-------- Recorded data --------

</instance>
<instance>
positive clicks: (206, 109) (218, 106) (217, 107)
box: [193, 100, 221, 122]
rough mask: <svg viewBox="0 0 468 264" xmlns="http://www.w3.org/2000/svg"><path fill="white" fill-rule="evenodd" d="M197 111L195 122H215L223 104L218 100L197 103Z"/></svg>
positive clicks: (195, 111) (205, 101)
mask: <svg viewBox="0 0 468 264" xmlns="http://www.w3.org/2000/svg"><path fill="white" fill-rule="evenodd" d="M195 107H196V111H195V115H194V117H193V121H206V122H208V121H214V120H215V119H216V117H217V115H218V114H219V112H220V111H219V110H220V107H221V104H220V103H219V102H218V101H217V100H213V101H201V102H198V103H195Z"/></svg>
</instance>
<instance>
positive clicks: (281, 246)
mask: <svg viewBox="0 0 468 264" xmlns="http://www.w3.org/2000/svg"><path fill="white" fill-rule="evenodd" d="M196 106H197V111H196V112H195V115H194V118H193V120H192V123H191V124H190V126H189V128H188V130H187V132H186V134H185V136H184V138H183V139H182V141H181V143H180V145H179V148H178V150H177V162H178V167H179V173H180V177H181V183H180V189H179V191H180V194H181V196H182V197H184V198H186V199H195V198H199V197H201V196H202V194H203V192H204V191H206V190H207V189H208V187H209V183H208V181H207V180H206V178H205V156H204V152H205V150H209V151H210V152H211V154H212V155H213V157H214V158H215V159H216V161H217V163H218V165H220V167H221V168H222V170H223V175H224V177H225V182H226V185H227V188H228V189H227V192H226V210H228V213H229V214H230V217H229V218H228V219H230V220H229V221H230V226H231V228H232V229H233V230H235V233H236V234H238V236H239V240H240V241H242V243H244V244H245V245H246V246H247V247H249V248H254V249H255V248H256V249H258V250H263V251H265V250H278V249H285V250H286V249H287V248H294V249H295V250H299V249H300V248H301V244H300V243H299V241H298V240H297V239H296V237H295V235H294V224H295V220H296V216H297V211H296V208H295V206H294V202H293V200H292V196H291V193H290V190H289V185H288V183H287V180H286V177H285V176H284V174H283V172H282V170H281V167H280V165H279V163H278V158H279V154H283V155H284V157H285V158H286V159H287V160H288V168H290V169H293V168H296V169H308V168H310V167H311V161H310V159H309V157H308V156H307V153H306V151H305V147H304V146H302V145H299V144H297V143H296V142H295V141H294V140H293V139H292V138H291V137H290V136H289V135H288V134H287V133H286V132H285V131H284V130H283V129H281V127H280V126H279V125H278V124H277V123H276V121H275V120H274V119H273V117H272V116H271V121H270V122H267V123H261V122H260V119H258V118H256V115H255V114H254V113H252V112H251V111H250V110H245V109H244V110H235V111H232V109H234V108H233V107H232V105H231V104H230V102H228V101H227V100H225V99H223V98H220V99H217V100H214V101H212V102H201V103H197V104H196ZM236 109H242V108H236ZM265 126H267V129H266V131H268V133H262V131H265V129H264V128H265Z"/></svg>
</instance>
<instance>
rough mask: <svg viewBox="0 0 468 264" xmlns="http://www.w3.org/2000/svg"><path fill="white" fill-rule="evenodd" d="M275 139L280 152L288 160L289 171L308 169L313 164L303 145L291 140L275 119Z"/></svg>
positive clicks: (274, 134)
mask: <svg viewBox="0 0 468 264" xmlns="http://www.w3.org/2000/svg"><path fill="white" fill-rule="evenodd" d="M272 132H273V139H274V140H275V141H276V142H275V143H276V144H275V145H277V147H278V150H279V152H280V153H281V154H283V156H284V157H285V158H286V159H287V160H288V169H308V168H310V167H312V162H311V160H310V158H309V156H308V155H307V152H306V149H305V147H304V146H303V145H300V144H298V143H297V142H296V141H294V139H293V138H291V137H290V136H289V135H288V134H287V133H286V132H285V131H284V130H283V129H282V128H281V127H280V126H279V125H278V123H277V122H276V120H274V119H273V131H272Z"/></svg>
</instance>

--------

◆ **Work to complete**
When you copy the material, keep every line exactly as it stands.

◆ **Response to this exercise**
</instance>
<instance>
positive clicks: (206, 109) (218, 106) (217, 107)
box: [193, 100, 221, 122]
rough mask: <svg viewBox="0 0 468 264" xmlns="http://www.w3.org/2000/svg"><path fill="white" fill-rule="evenodd" d="M197 111L195 122H215L223 104L218 100L197 103Z"/></svg>
positive clicks: (195, 111) (205, 101)
mask: <svg viewBox="0 0 468 264" xmlns="http://www.w3.org/2000/svg"><path fill="white" fill-rule="evenodd" d="M195 107H196V111H195V115H194V117H193V121H206V122H208V121H214V120H215V119H216V117H217V115H218V114H219V112H220V111H219V110H220V107H221V104H220V103H219V102H218V101H217V100H213V101H201V102H198V103H195Z"/></svg>
</instance>
<instance>
positive clicks: (281, 246)
mask: <svg viewBox="0 0 468 264" xmlns="http://www.w3.org/2000/svg"><path fill="white" fill-rule="evenodd" d="M196 106H197V111H196V112H195V115H194V118H193V120H192V123H191V124H190V126H189V128H188V130H187V132H186V134H185V136H184V138H183V139H182V141H181V143H180V145H179V148H178V150H177V162H178V167H179V173H180V177H181V183H180V189H179V191H180V194H181V196H182V197H184V198H186V199H195V198H199V197H201V196H202V194H203V192H204V191H206V190H207V189H208V187H209V183H208V181H207V180H206V178H205V156H204V152H205V150H209V151H210V152H211V154H212V155H213V157H214V158H215V159H216V161H217V163H218V165H220V167H221V168H222V170H223V175H224V177H225V182H226V185H227V188H228V189H227V192H226V210H228V213H229V214H230V217H229V218H228V219H230V220H229V221H230V226H231V228H232V229H233V230H235V233H236V234H238V236H239V240H240V241H242V243H244V244H245V245H246V246H247V247H249V248H254V249H255V248H256V249H258V250H263V251H265V250H278V249H285V250H286V249H287V248H294V249H295V250H299V249H300V248H301V244H300V243H299V241H298V240H297V239H296V237H295V235H294V224H295V220H296V216H297V211H296V208H295V206H294V202H293V200H292V196H291V193H290V190H289V185H288V183H287V180H286V177H285V176H284V174H283V172H282V170H281V167H280V165H279V163H278V158H279V154H283V155H284V157H285V158H286V159H287V160H288V168H290V169H293V168H296V169H308V168H310V167H311V161H310V159H309V157H308V156H307V153H306V151H305V147H304V146H302V145H299V144H297V143H296V142H295V141H294V140H293V139H292V138H291V137H290V136H289V135H288V134H287V133H286V132H285V131H284V130H283V129H281V127H280V126H279V125H278V124H277V123H276V121H275V120H274V119H273V117H272V116H271V121H270V122H267V123H261V122H260V119H258V118H256V115H255V114H254V113H252V112H251V111H250V110H245V109H244V110H235V111H232V109H234V108H233V107H232V105H231V104H230V102H228V101H227V100H225V99H223V98H220V99H217V100H214V101H212V102H201V103H197V104H196ZM236 109H242V108H236ZM265 126H267V129H266V131H268V133H262V131H265V129H264V128H265Z"/></svg>
</instance>
<instance>
rough mask: <svg viewBox="0 0 468 264" xmlns="http://www.w3.org/2000/svg"><path fill="white" fill-rule="evenodd" d="M275 139L280 152L288 160L289 171L308 169L313 164L303 145L291 140L275 119Z"/></svg>
positive clicks: (274, 134)
mask: <svg viewBox="0 0 468 264" xmlns="http://www.w3.org/2000/svg"><path fill="white" fill-rule="evenodd" d="M272 132H273V139H274V140H275V141H276V142H275V143H276V144H275V145H277V147H278V150H279V152H280V153H281V154H283V156H284V157H285V158H286V159H287V160H288V169H308V168H310V167H312V162H311V160H310V158H309V156H308V155H307V152H306V149H305V147H304V146H303V145H300V144H298V143H297V142H296V141H294V139H293V138H291V137H290V136H289V135H288V134H287V133H286V132H285V131H284V130H283V129H282V128H281V127H280V126H279V125H278V123H277V122H276V120H274V119H273V131H272Z"/></svg>
</instance>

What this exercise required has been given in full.